• **Set task 1**
Reproduce verbatim the portion of the social networks excerpt that begins with the words containing "Time is a valuable" and ends with "us stay connected.".
• **Set task 2**
In the social networks excerpt, roughly how many people does the commenter In Kenzo stay in contact with each year?

──────── Excerpt to read

Vicky goes onto say:
EAAAEW A Rat!
Educators need to stop jumping up on top of their chair and pulling up their pants leg like a mouse ran through the meeting every time someone talks about social networks!
They can be your friend! We've been using a social network for our Flat Classroom project with incredible results! For goodness sakes, I'm using one for an elementary youth group at our church!
Be sure to read the comments, Vicky even got a comment by Scoble himself.
I also got poked by another Hey Jude who also left a thoughtful comment building on Vicky's points. She went to blog about our exchange:
So here we had just one of our many dilemmas in education being effectively highlighted and discussed, right in a social networking space, accessible only amongst ‘friends’.
I'm also thinking about two of Chris Brogan's recent posts "Three Untapped Values of Social Networks" and Human Information Nodes and Routing and somehow makes me wonder about a student research project using socnet to do the research.
More to ponder here.
150? What metaverse are they in?
Weaving circles and groups I stay in contact with ~1000 people annually and befriend ~300+ per year through conferences, virtual worlds like Second Life and other social media. I know you understand the challenges of these communication circles more than most. It can be difficult to maintain personal friendships across such a wide net; social media helps to keep the contact focused and rich without requiring the time of personal handwritten letters and phone calls.
Time is a valuable resource and some friendships become limited to one hour a year of personal contact or a great conversation that we'd like to continue slowly over email....such is the nature of our small world. It's enjoyable when our friendships both deepen and grow over time and we're lucky to have fun tools like twitter that let us stay connected.
Posted by: In Kenzo | December 03, 2007 at 02:39 PM
I'm looking at friend requests carefully -- it's not a popularity contest -- I want to be able to actually remember and identify how I know the friend in question. I have enough trouble keeping up with my in person network, I can't complicate things further by having people in my social network that are such fringe members of my circle that I can't even recall what it is we have in common.
Posted by: Marijean | December 03, 2007 at 04:36 PM
The interesting thing is that I wouldn't have been drawn into this particular conversation - except for FaceBook. When I am behind in reading my RSS feeds (like I am now) by the time I catch up the point for conversation has already gone! On the other hand activities and discussions of my 'friends' in Facebook are immediately there. I don't know about the 150 magic number - but I do know that social networking tools are sometimes more effective for me than my massive list of items in my RSS feeds!!
Good stuff Beth :-)
Posted by: Judy O'Connell | December 04, 2007 at 02:04 AM
I know that I enjoy the small group of people I have on my facebook, but I also enjoy the big group of people I have on myspace. Great post.
Posted by: Paul Sanchez | December 04, 2007 at 02:57 AM
The thing is -- and there's no way of getting around it -- that users on social networks are rewarded by the architecture of the systems for having a lot of friends. The more connections your profile has, the greater prominence it has within the network, which leads to benefits both significant and subtle:
-> Perceived authority or credibility for that person and/or their content within the network
-> The ability to make content "popular" by leveraging positive votes from connections (think of the YouTube or Digg homepages or the MySpace Impact Awards or the Stephen Colbert Facebook group, etc.)
-> Media attention, both online and off (think of lonelygirl15 with 70MM total views, largely driven by media coverage)
-> Higher display in the network's search engine for related keywords, which can lead to even more sustained, natural growth of friends (as well as external search engines, if the network is open to spiders/bots)

────────────────
──────── Data

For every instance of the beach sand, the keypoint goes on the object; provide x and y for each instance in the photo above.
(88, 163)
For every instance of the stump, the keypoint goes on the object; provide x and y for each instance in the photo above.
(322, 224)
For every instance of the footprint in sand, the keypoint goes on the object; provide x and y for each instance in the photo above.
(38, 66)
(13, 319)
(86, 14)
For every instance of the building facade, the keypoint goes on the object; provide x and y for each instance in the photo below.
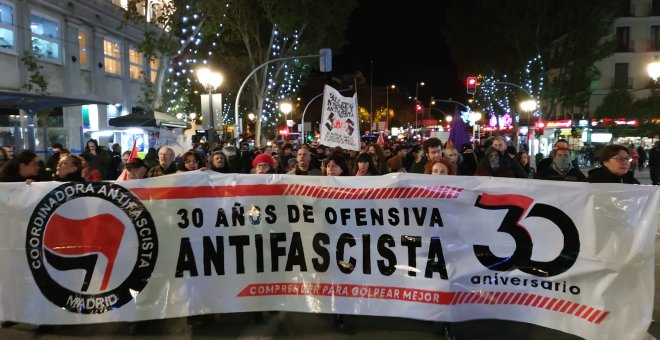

────────────────

• **Exercise response 1**
Time is a valuable resource and some friendships become limited to one hour a year of personal contact or a great conversation that we'd like to continue slowly over email....such is the nature of our small world. It's enjoyable when our friendships both deepen and grow over time and we're lucky to have fun tools like twitter that let us stay connected.

• **Exercise response 2**
About 1,000 people.